DATA -
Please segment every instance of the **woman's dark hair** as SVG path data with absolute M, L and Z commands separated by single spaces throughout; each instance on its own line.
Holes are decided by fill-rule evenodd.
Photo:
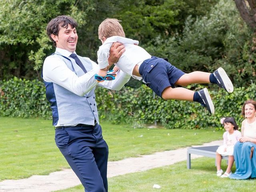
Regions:
M 243 106 L 242 107 L 242 114 L 244 116 L 245 114 L 244 113 L 244 107 L 245 106 L 245 105 L 247 105 L 247 104 L 251 104 L 254 106 L 254 109 L 256 109 L 256 101 L 254 100 L 248 100 L 246 101 L 244 103 Z
M 70 25 L 72 29 L 77 26 L 77 23 L 75 20 L 71 17 L 66 15 L 58 16 L 52 19 L 48 23 L 46 27 L 46 32 L 47 35 L 53 43 L 54 46 L 56 46 L 56 42 L 52 39 L 51 35 L 53 34 L 54 35 L 58 36 L 60 27 L 65 27 L 67 29 L 69 24 Z
M 234 130 L 238 130 L 238 126 L 236 122 L 236 120 L 232 117 L 226 117 L 223 121 L 223 125 L 225 124 L 225 123 L 230 123 L 234 125 Z

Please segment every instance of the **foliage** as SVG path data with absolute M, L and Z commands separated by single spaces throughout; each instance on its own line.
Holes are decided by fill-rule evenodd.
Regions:
M 55 143 L 51 121 L 10 117 L 0 117 L 0 181 L 47 175 L 69 167 Z M 212 129 L 134 129 L 102 122 L 101 125 L 111 151 L 109 161 L 201 144 L 220 139 L 223 134 Z
M 77 52 L 96 60 L 100 44 L 98 27 L 107 17 L 123 20 L 127 36 L 138 38 L 143 45 L 159 35 L 166 38 L 182 31 L 188 16 L 203 15 L 217 1 L 0 1 L 0 79 L 14 76 L 40 78 L 44 60 L 54 51 L 45 28 L 58 15 L 67 14 L 77 20 L 80 40 Z
M 232 1 L 221 0 L 209 12 L 187 18 L 182 34 L 168 39 L 159 36 L 146 46 L 151 54 L 167 57 L 187 72 L 213 71 L 222 66 L 236 86 L 255 79 L 255 34 L 240 18 Z
M 14 77 L 0 82 L 0 116 L 51 118 L 43 83 Z
M 78 9 L 77 4 L 75 0 L 0 1 L 0 76 L 34 77 L 33 69 L 40 76 L 43 61 L 52 47 L 46 33 L 47 23 L 58 15 L 68 14 L 84 24 L 87 10 Z
M 50 105 L 42 82 L 14 78 L 0 82 L 0 116 L 51 118 Z M 198 86 L 196 90 L 202 87 Z M 246 88 L 235 88 L 230 94 L 223 89 L 211 90 L 215 107 L 213 116 L 210 116 L 198 103 L 165 101 L 157 96 L 154 99 L 152 91 L 144 85 L 136 89 L 126 87 L 119 91 L 98 87 L 96 94 L 101 120 L 134 126 L 153 124 L 156 121 L 170 128 L 222 129 L 219 123 L 221 117 L 232 116 L 238 122 L 241 122 L 241 107 L 244 102 L 256 99 L 255 84 Z

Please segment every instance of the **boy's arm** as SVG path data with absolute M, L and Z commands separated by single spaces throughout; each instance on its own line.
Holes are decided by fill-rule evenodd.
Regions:
M 100 69 L 103 69 L 109 65 L 110 67 L 114 64 L 109 63 L 108 59 L 109 56 L 110 49 L 113 43 L 115 42 L 119 42 L 123 44 L 127 43 L 138 45 L 139 44 L 138 41 L 119 36 L 113 36 L 108 38 L 102 45 L 100 47 L 97 52 L 97 60 Z
M 98 63 L 100 69 L 107 67 L 109 65 L 108 59 L 109 56 L 109 50 L 112 46 L 112 43 L 104 43 L 100 47 L 97 52 Z

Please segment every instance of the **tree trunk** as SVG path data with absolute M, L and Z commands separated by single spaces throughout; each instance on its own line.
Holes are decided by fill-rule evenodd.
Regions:
M 256 0 L 234 0 L 241 16 L 246 24 L 256 28 Z

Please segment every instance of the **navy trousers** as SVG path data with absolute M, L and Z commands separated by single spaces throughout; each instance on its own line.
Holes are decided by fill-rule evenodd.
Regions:
M 108 147 L 100 126 L 56 128 L 55 142 L 86 192 L 107 192 Z

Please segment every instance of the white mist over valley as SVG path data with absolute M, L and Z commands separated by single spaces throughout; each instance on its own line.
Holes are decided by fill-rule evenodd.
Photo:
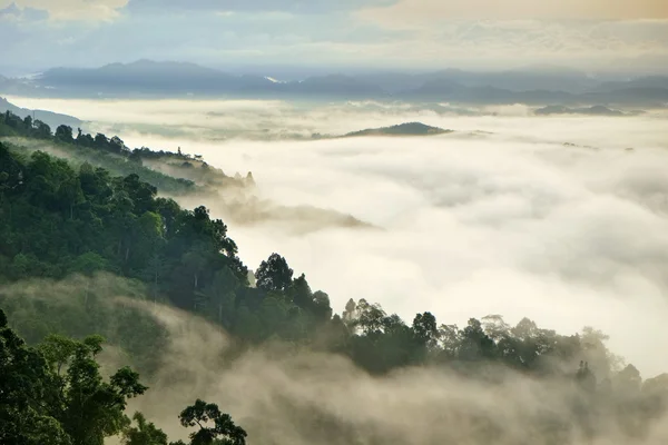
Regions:
M 281 205 L 371 224 L 295 233 L 279 221 L 229 222 L 249 267 L 284 255 L 335 312 L 366 298 L 405 319 L 429 308 L 460 324 L 500 314 L 559 332 L 593 326 L 644 374 L 668 367 L 641 347 L 668 347 L 661 111 L 534 117 L 510 106 L 461 116 L 373 102 L 11 100 L 77 116 L 91 131 L 121 129 L 132 148 L 180 147 L 228 175 L 252 171 L 259 195 Z M 418 120 L 454 132 L 281 140 Z M 215 200 L 198 204 L 226 220 Z

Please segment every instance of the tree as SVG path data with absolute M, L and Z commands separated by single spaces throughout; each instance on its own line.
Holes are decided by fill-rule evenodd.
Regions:
M 42 403 L 48 373 L 41 354 L 9 328 L 0 309 L 0 444 L 71 444 Z
M 147 422 L 144 414 L 137 412 L 132 419 L 137 426 L 128 426 L 122 432 L 125 445 L 167 445 L 167 435 L 153 423 Z
M 128 367 L 104 382 L 96 362 L 102 342 L 100 336 L 77 342 L 51 335 L 40 345 L 50 369 L 48 412 L 73 445 L 102 445 L 105 437 L 121 433 L 129 422 L 127 399 L 147 389 Z
M 232 421 L 229 414 L 220 413 L 215 404 L 197 399 L 178 416 L 186 428 L 199 427 L 190 434 L 190 445 L 212 445 L 216 441 L 226 445 L 245 445 L 246 432 Z M 213 424 L 213 425 L 212 425 Z
M 255 273 L 257 287 L 264 290 L 283 291 L 292 284 L 293 269 L 278 254 L 272 254 L 266 261 L 262 261 Z
M 418 314 L 413 319 L 413 333 L 420 345 L 436 346 L 440 337 L 436 317 L 431 313 Z
M 72 127 L 66 125 L 58 126 L 58 128 L 56 128 L 56 135 L 53 136 L 56 137 L 56 140 L 61 142 L 72 144 L 75 141 L 72 137 Z

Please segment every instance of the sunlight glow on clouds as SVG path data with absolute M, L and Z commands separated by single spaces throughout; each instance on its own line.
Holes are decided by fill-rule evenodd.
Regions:
M 0 0 L 0 9 L 12 4 L 20 9 L 46 11 L 52 20 L 112 20 L 128 0 Z

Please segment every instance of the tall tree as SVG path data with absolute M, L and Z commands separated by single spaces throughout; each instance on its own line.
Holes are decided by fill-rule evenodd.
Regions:
M 264 290 L 283 291 L 292 284 L 292 277 L 293 269 L 278 254 L 272 254 L 269 258 L 262 261 L 255 273 L 256 285 Z
M 222 441 L 225 445 L 245 445 L 247 434 L 235 425 L 229 414 L 220 413 L 218 405 L 197 399 L 178 416 L 183 426 L 198 427 L 190 434 L 190 445 L 212 445 Z

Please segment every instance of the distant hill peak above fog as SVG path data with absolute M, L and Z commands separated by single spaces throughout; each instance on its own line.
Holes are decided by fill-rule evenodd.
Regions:
M 333 72 L 279 81 L 271 69 L 238 75 L 193 62 L 140 59 L 99 68 L 53 68 L 32 79 L 0 78 L 0 93 L 31 97 L 222 97 L 244 99 L 371 99 L 468 105 L 665 108 L 668 77 L 607 81 L 559 66 L 505 71 Z

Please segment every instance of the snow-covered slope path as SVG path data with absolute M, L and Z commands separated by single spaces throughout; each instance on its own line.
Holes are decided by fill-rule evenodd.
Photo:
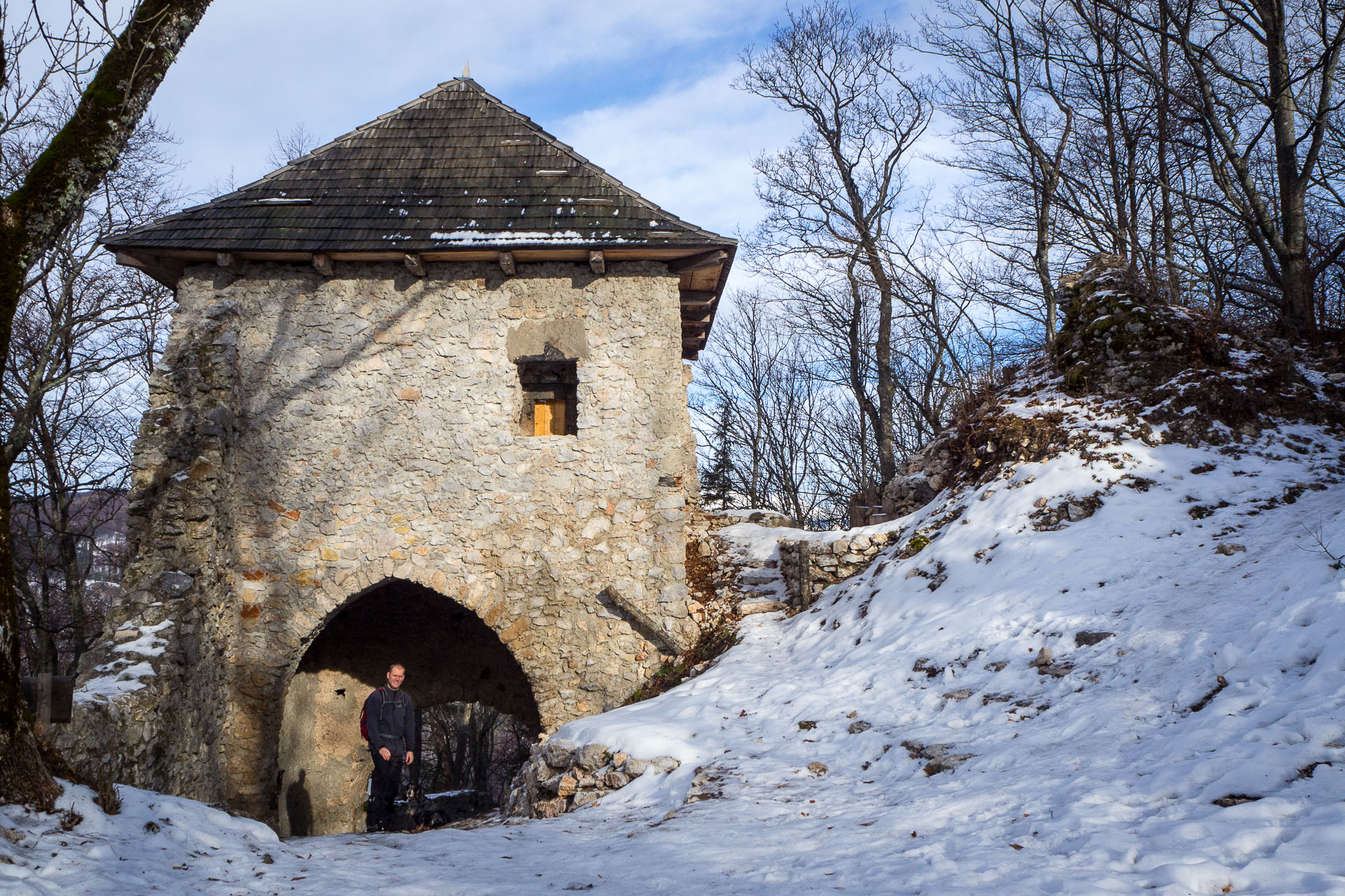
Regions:
M 1345 893 L 1345 579 L 1318 544 L 1345 552 L 1342 450 L 1306 426 L 1240 457 L 1126 441 L 944 496 L 884 527 L 948 519 L 916 556 L 562 729 L 683 766 L 557 819 L 280 844 L 71 787 L 70 833 L 0 810 L 0 891 Z M 722 797 L 682 806 L 697 767 Z

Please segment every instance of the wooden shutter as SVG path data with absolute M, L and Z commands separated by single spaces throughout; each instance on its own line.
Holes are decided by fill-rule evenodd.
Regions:
M 533 435 L 551 434 L 551 403 L 539 400 L 533 404 Z

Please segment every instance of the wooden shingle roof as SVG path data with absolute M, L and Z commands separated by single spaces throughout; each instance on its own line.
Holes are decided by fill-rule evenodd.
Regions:
M 683 355 L 705 344 L 737 242 L 623 185 L 456 78 L 258 181 L 105 244 L 176 285 L 194 262 L 656 259 L 681 273 Z

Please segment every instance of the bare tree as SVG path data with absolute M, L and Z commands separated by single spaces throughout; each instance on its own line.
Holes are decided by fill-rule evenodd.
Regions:
M 284 168 L 296 159 L 311 153 L 317 148 L 317 137 L 300 121 L 285 133 L 276 132 L 276 140 L 266 154 L 266 164 L 272 168 Z
M 1345 236 L 1313 258 L 1309 220 L 1333 116 L 1345 46 L 1345 9 L 1333 0 L 1075 0 L 1096 28 L 1093 8 L 1161 39 L 1189 74 L 1180 90 L 1171 71 L 1099 31 L 1135 70 L 1181 103 L 1201 125 L 1209 176 L 1224 211 L 1260 257 L 1262 275 L 1241 273 L 1235 287 L 1274 308 L 1293 336 L 1317 329 L 1318 275 L 1345 251 Z
M 936 12 L 921 16 L 924 47 L 955 73 L 939 82 L 942 107 L 958 122 L 958 153 L 946 161 L 981 187 L 964 197 L 962 214 L 1009 267 L 1032 271 L 1048 348 L 1057 318 L 1057 199 L 1076 124 L 1056 21 L 1063 5 L 937 0 Z
M 764 273 L 822 259 L 851 278 L 851 298 L 876 305 L 876 399 L 851 384 L 877 442 L 880 476 L 896 473 L 892 412 L 892 316 L 900 301 L 885 243 L 901 212 L 907 161 L 932 114 L 924 83 L 898 59 L 901 38 L 886 21 L 865 23 L 822 0 L 788 12 L 769 46 L 742 54 L 736 86 L 802 113 L 807 126 L 787 149 L 756 160 L 767 218 L 752 251 Z M 788 283 L 784 283 L 788 287 Z M 851 314 L 859 321 L 862 314 Z M 854 332 L 853 329 L 850 330 Z
M 145 107 L 204 15 L 210 0 L 140 0 L 125 23 L 105 0 L 73 0 L 52 27 L 36 5 L 0 5 L 0 107 L 11 122 L 52 97 L 78 94 L 70 114 L 0 201 L 0 359 L 8 364 L 15 314 L 31 286 L 30 269 L 83 214 L 87 196 L 112 171 Z M 42 73 L 26 79 L 20 58 L 42 42 Z M 0 371 L 3 372 L 3 371 Z M 0 802 L 50 803 L 58 787 L 32 735 L 19 688 L 19 606 L 13 586 L 9 467 L 0 489 Z

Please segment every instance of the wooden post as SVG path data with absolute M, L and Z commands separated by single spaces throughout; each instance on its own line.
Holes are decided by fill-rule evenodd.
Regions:
M 38 711 L 38 735 L 42 737 L 47 736 L 47 729 L 51 728 L 51 673 L 42 672 L 36 676 L 36 704 Z
M 215 253 L 215 265 L 223 267 L 230 274 L 242 274 L 242 262 L 233 253 Z

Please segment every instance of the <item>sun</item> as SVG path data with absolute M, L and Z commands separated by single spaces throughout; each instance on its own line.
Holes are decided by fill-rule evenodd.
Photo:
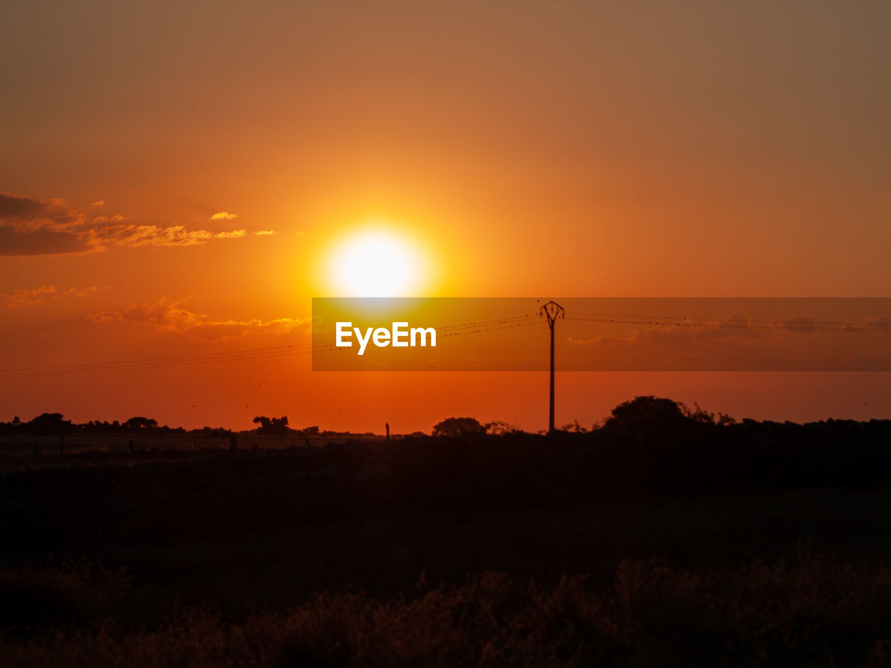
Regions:
M 386 229 L 349 235 L 331 254 L 331 282 L 344 297 L 406 297 L 426 278 L 421 250 Z

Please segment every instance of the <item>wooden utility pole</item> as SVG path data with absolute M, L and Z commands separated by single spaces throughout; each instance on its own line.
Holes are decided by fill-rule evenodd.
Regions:
M 566 313 L 563 307 L 555 301 L 550 301 L 544 305 L 541 313 L 548 319 L 548 327 L 551 329 L 551 411 L 548 420 L 548 434 L 554 433 L 554 322 L 557 318 L 565 318 Z

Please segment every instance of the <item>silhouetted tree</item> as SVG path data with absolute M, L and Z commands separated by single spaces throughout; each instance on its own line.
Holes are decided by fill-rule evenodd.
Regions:
M 486 428 L 476 418 L 447 418 L 433 426 L 435 436 L 470 436 L 485 433 Z
M 681 406 L 671 399 L 635 396 L 616 406 L 603 427 L 607 429 L 616 427 L 659 427 L 683 424 L 688 420 Z
M 136 416 L 130 418 L 122 427 L 127 431 L 154 431 L 158 428 L 158 420 Z
M 288 433 L 288 416 L 282 415 L 281 418 L 267 418 L 266 415 L 257 415 L 253 420 L 254 424 L 258 424 L 257 431 L 268 436 L 283 436 Z
M 61 434 L 71 426 L 71 420 L 64 420 L 61 413 L 41 413 L 28 426 L 35 434 L 46 436 L 49 434 Z

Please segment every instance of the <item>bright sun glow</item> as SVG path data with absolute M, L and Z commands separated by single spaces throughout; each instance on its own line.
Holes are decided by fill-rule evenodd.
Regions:
M 393 232 L 370 230 L 349 237 L 331 256 L 330 271 L 344 297 L 405 297 L 424 276 L 418 249 Z

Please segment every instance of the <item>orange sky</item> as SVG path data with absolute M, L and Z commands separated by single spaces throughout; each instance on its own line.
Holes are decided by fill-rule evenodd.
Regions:
M 425 295 L 887 296 L 889 21 L 880 2 L 7 4 L 0 369 L 305 343 L 338 289 L 324 258 L 369 221 L 418 248 Z M 0 420 L 546 425 L 542 374 L 309 368 L 0 378 Z M 891 417 L 887 374 L 577 373 L 557 421 L 638 394 Z

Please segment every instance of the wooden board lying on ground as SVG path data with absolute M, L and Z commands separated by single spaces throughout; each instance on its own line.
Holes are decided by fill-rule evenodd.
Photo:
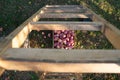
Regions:
M 120 73 L 120 50 L 8 49 L 0 66 L 8 70 Z M 32 64 L 32 65 L 31 65 Z
M 74 8 L 74 7 L 83 7 L 81 5 L 46 5 L 47 8 Z
M 87 8 L 87 7 L 89 7 L 89 5 L 87 5 L 86 3 L 82 2 L 82 5 L 87 9 L 87 11 L 90 14 L 93 14 L 93 16 L 90 17 L 93 21 L 99 21 L 104 24 L 105 27 L 104 27 L 104 30 L 102 31 L 102 33 L 107 37 L 107 39 L 112 43 L 112 45 L 116 49 L 120 49 L 120 42 L 119 42 L 120 41 L 120 30 L 117 29 L 112 24 L 110 24 L 105 19 L 103 19 L 102 17 L 100 17 L 99 15 L 97 15 L 96 13 L 94 13 L 92 10 Z
M 46 8 L 43 8 L 42 9 L 42 12 L 43 13 L 55 13 L 55 12 L 57 12 L 57 13 L 83 13 L 83 12 L 86 12 L 86 9 L 71 9 L 71 8 L 69 8 L 69 9 L 66 9 L 66 8 L 64 8 L 64 9 L 55 9 L 55 8 L 53 8 L 53 9 L 46 9 Z
M 39 21 L 31 22 L 32 30 L 93 30 L 100 31 L 104 25 L 100 22 Z
M 40 18 L 88 18 L 91 14 L 80 13 L 43 13 Z

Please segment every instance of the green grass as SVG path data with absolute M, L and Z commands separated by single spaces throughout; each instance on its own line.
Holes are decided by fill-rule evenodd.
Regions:
M 84 0 L 85 1 L 85 0 Z M 114 24 L 117 28 L 120 29 L 120 0 L 86 0 L 97 14 L 101 15 L 105 19 L 107 19 L 110 23 Z M 33 13 L 35 13 L 39 8 L 43 7 L 46 4 L 80 4 L 80 0 L 0 0 L 0 27 L 4 29 L 4 35 L 8 35 L 15 28 L 17 28 L 21 23 L 23 23 L 27 18 L 29 18 Z M 106 42 L 102 42 L 101 45 L 104 47 L 97 47 L 97 40 L 94 41 L 95 36 L 100 33 L 94 32 L 76 32 L 76 48 L 100 48 L 100 49 L 112 49 L 111 44 Z M 86 36 L 82 36 L 83 34 L 88 34 L 86 36 L 93 37 L 90 40 L 86 38 Z M 81 37 L 80 37 L 81 36 Z M 82 39 L 87 39 L 86 42 L 88 45 L 93 44 L 89 43 L 92 41 L 95 43 L 93 46 L 85 47 L 82 44 Z M 82 42 L 81 42 L 82 41 Z M 7 80 L 14 80 L 15 74 L 19 72 L 10 71 L 6 72 L 2 77 L 8 77 Z M 23 75 L 23 74 L 22 74 Z M 107 78 L 105 78 L 107 75 Z M 31 80 L 38 80 L 38 77 L 35 73 L 29 73 Z M 5 79 L 5 78 L 4 78 Z M 84 80 L 119 80 L 119 74 L 85 74 L 83 75 Z M 2 78 L 0 80 L 3 80 Z
M 8 35 L 46 4 L 80 4 L 81 0 L 0 0 L 0 27 Z M 85 1 L 85 0 L 83 0 Z M 120 0 L 86 0 L 91 8 L 120 29 Z

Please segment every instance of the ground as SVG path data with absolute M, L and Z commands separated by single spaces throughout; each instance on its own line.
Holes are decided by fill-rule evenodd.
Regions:
M 84 0 L 97 14 L 120 29 L 119 0 Z M 0 28 L 7 36 L 39 8 L 46 4 L 80 4 L 80 0 L 0 0 Z M 39 32 L 40 33 L 40 32 Z M 75 48 L 113 49 L 113 46 L 99 32 L 76 31 Z M 41 34 L 41 33 L 40 33 Z M 85 36 L 83 36 L 83 34 Z M 96 38 L 97 36 L 97 38 Z M 101 38 L 100 38 L 101 37 Z M 82 39 L 81 39 L 82 38 Z M 88 39 L 89 38 L 89 39 Z M 94 40 L 96 38 L 96 40 Z M 85 40 L 83 40 L 85 39 Z M 87 39 L 87 40 L 86 40 Z M 104 40 L 103 40 L 104 39 Z M 43 40 L 45 41 L 45 40 Z M 87 44 L 87 45 L 86 45 Z M 45 47 L 40 44 L 39 46 Z M 48 45 L 51 46 L 51 45 Z M 119 74 L 83 74 L 85 80 L 119 80 Z M 35 72 L 5 71 L 0 80 L 38 80 Z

SET EXERCISE -
Lay out the material above as a two-column CSV with the header row "instruction,response", starting at the line with "Please segment every instance of the **tree" and ending with the line with "M 256 0 L 234 0 L 241 16 L 246 24 L 256 28 Z", both included. Give one row for each instruction with its response, put each value in a quoted field, and replace line breaks with spaces.

RESPONSE TO THIS EXERCISE -
instruction,response
"Please segment every instance of the **tree trunk** as SVG path data with absolute M, L and Z commands separated by single spaces throughout; each instance on its own line. Holes are decided by fill-rule evenodd. Regions:","M 256 0 L 234 0 L 241 16 L 246 24 L 256 28 Z"